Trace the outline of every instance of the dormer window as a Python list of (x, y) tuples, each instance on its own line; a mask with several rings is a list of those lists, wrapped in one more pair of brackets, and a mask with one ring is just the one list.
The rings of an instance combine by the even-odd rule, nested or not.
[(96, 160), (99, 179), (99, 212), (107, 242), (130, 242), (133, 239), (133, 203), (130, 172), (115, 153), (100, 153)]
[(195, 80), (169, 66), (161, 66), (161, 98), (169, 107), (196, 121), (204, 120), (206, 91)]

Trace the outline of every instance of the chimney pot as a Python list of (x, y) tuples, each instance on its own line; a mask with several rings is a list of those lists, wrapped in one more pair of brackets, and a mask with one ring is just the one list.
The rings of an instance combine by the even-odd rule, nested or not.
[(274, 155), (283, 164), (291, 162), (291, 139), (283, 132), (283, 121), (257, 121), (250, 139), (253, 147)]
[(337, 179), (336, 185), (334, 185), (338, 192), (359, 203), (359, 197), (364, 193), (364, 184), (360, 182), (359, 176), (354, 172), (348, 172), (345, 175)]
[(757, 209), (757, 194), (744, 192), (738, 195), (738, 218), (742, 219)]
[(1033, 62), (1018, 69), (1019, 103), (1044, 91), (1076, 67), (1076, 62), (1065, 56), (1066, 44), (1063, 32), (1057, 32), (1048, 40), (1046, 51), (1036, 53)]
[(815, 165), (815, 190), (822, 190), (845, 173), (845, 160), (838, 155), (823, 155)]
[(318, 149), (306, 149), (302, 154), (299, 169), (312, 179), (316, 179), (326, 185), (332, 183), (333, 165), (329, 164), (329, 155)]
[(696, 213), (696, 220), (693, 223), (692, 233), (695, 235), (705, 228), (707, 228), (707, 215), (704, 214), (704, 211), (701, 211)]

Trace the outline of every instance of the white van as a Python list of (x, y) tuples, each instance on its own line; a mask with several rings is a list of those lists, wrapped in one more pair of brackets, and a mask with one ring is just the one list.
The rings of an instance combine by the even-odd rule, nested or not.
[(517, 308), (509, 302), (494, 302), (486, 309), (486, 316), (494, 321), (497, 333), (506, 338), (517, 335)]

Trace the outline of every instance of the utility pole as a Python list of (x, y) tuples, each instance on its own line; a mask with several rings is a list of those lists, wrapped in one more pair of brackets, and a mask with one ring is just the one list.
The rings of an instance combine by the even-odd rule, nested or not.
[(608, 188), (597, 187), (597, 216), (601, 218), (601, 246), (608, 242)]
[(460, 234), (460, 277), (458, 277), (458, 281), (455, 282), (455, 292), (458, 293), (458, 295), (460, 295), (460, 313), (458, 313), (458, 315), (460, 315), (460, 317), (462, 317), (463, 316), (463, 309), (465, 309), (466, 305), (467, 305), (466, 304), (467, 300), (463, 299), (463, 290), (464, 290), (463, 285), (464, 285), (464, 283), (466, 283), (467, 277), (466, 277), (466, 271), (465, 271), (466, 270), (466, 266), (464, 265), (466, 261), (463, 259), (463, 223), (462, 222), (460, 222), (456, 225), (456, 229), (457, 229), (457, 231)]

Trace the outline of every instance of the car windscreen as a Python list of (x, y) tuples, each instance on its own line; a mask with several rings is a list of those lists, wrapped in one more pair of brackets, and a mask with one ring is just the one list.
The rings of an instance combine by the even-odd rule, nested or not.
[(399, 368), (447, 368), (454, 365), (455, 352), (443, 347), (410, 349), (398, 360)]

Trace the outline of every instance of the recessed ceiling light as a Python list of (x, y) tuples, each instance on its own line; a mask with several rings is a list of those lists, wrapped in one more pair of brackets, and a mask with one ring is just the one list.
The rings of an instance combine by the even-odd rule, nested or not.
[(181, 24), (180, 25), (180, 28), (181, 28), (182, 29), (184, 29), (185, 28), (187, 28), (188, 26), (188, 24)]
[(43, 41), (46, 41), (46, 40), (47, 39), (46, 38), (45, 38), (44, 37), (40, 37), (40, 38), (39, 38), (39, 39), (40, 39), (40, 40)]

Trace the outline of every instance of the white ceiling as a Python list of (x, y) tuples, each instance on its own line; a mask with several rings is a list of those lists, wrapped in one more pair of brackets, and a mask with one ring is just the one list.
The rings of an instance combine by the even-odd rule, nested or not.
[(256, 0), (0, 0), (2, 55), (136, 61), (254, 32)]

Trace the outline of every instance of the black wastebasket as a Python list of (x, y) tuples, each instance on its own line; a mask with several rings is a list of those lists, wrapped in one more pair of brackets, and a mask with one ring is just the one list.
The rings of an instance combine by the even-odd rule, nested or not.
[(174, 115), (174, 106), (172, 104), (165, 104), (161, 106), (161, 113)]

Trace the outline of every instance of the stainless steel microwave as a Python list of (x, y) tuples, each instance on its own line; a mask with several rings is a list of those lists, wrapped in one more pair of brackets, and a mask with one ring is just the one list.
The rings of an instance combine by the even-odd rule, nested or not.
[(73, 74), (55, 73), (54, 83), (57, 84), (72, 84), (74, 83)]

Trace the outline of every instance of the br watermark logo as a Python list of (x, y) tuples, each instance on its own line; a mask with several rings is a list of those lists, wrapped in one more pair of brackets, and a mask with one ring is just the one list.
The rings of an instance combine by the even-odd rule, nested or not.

** Exercise aim **
Between the line holding "Trace the outline of every instance of the white van" and the line holding "229), (457, 231)]", inclusive, write out every line of the items again, requests included, with each x and y coordinate in the answers multiplied by 0.9 and rounded to the nearest whole number, halves rounded up. Leave the request wording unchanged and give only those lines.

** Response for this exercise **
Trace the outline of every instance of the white van as a Python list of (x, y) tuples, each instance on its own line; a mask with several rings is a list of those lists, wrapped in one more pair of brackets, and a mask with one ring is just the one list.
The rings of an instance combine by the even-odd rule, nested or not.
[(465, 277), (458, 272), (445, 272), (437, 278), (437, 284), (445, 289), (447, 300), (455, 304), (465, 302)]

Trace the outline of every instance of the utility pole as a Python list of (x, y) tuples, each instance on its own line; a mask with several rings is a list of those lists, wrapped in one more pair of brackets, and a mask with one ring is just the one list.
The rings of an instance combine by the even-odd rule, nested or not.
[(547, 169), (537, 168), (537, 194), (541, 196), (541, 221), (547, 218)]
[(414, 211), (414, 249), (412, 249), (412, 253), (410, 254), (410, 263), (412, 264), (412, 266), (414, 266), (414, 282), (412, 282), (412, 284), (414, 284), (414, 285), (416, 285), (417, 284), (417, 278), (419, 278), (419, 275), (420, 275), (419, 274), (420, 270), (417, 269), (417, 261), (418, 261), (417, 257), (418, 257), (418, 255), (419, 255), (420, 249), (419, 249), (419, 244), (419, 244), (419, 243), (419, 239), (418, 239), (419, 235), (417, 233), (417, 201), (416, 200), (414, 200), (410, 203), (410, 206), (411, 206), (411, 208)]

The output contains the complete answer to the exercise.